■ Exercise A ■
In the shark attack article, shorten the paragraph beginning "And I think everybody pretty much gets that" while keeping its main facts.
■ Exercise B ■
According to the shark attack article, what is the overall rate of violent crime incidents in the US?
■ Exercise C ■
Carry on the shark attack article past its final sentence.

■ Passage to read ■
***

Shark attacks wouldn’t seem so improbable if we knew more about their risk factors
Suppose you were planning to take a sightseeing stroll, one night, through the Miami neighborhood known as Little Havana, and you asked me, “Is it safe?” And I replied, “Oh it’s very safe! The overall rate of violent crime incidents in the US is only about 400 per 100,000 people per year, so your chances of getting mugged, maimed or killed on any one night in the US are only about 1 in 100,000.”
If I were to say such a thing, I’d be guilty of misusing statistics, wouldn’t I? Because the risk of violent crime isn’t evenly distributed throughout the country. It’s much higher in some places and at some times, such as in Little Havana at night.
And I think everybody pretty much gets that. But somehow when it comes to shark attacks, we don’t get that. At any given beach, at any given time, we are likely to cite the same broad statistics – or simply to shrug and assume that the chance of getting bitten by a shark is vanishingly small, like the chance of getting struck by lightning or winning the state lottery.

***

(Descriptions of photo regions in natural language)

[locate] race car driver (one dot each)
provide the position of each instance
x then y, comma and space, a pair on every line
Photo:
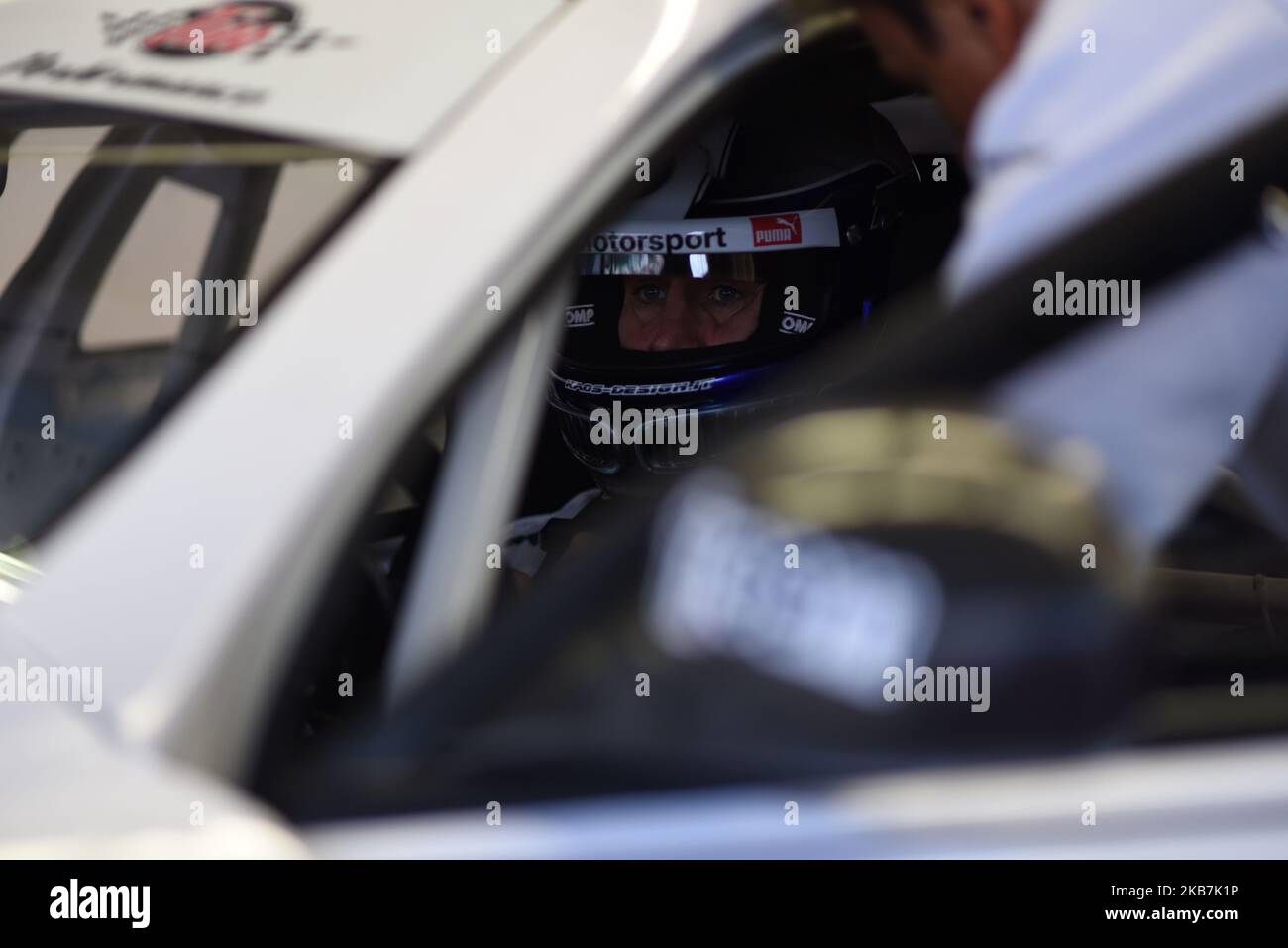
769, 232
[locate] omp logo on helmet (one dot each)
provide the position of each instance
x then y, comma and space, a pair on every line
795, 324
776, 230
578, 317
224, 27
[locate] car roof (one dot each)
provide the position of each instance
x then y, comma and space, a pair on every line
376, 75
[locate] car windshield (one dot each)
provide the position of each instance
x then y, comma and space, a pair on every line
133, 253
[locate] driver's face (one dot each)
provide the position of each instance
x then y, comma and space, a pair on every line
664, 313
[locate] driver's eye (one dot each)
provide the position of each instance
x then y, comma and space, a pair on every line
651, 292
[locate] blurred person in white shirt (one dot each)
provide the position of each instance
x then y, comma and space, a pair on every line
1064, 108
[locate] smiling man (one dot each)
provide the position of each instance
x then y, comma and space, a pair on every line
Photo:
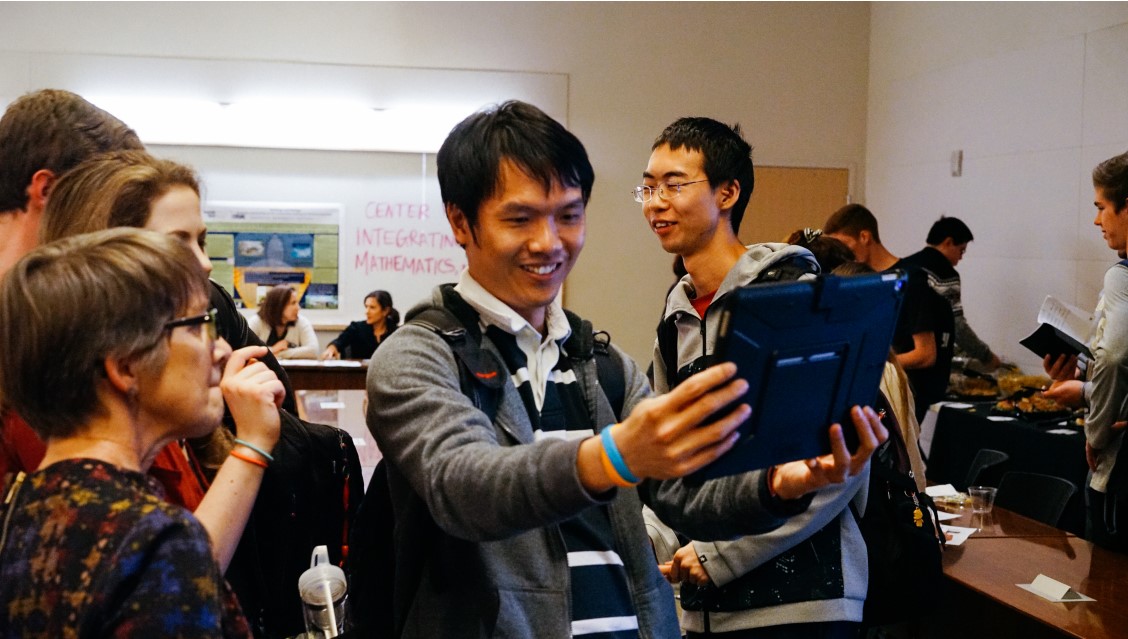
528, 522
807, 578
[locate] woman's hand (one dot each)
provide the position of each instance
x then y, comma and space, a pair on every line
1068, 393
254, 395
1060, 368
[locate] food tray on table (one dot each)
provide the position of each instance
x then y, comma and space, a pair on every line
1033, 406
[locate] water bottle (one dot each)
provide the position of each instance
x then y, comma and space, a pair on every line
324, 596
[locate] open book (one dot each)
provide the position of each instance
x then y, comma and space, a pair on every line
1063, 329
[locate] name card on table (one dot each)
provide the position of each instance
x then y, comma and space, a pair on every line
1054, 591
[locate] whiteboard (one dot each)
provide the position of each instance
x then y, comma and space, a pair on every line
394, 233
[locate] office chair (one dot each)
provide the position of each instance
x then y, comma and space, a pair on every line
1036, 496
984, 460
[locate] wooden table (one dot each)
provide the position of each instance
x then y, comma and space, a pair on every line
1002, 523
984, 601
333, 375
1032, 447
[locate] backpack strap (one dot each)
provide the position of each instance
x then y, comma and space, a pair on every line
585, 343
787, 269
481, 373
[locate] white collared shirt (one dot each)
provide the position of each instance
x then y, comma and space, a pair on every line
540, 352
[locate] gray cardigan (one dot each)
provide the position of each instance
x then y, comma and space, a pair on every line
478, 550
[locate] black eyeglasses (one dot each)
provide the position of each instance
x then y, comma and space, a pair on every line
208, 320
644, 193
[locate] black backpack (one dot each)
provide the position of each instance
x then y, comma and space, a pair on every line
482, 377
309, 497
902, 536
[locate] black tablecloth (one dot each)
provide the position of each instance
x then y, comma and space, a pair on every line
960, 434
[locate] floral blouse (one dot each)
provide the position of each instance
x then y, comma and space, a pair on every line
91, 551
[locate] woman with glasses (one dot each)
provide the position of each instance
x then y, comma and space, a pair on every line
133, 189
280, 325
87, 545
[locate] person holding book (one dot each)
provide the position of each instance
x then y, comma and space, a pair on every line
1101, 383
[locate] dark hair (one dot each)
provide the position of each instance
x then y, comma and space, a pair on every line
273, 304
53, 130
852, 219
470, 157
852, 268
111, 190
1111, 177
726, 156
949, 227
67, 306
384, 298
828, 251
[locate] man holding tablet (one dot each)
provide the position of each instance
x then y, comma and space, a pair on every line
808, 577
527, 523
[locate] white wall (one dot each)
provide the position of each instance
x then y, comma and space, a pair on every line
794, 75
1034, 95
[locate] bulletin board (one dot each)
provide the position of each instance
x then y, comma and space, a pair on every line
381, 210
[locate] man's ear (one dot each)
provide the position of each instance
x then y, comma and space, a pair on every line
38, 189
728, 194
460, 226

***

■ Written response A ■
Most people understand that crime risk varies by place and time, but they ignore this with shark attacks. At any beach and time, they tend to cite the same broad statistics or assume the chance of a shark bite is vanishingly small, like being struck by lightning or winning the state lottery.

■ Written response B ■
About 400 per 100,000 people per year.

■ Written response C ■
But here’s a discomfiting fact: The risk of shark attack actually reaches 100% for people who are about to get attacked. They just don’t know it. They don’t know that they are swimming out too far, where the sharks and their fish-prey normally swim. They don’t know that the temperature and the fish migration season mean that lots of sharks are in the area. They don’t know it’s feeding time. They don’t know that by peeing in their bathing suit they have gotten the sharks’ attention. They don’t know that by being alone and making splashes at the surface, they embolden a shark to attack.
But wait, you say, don’t most shark attacks occur in knee-deep water?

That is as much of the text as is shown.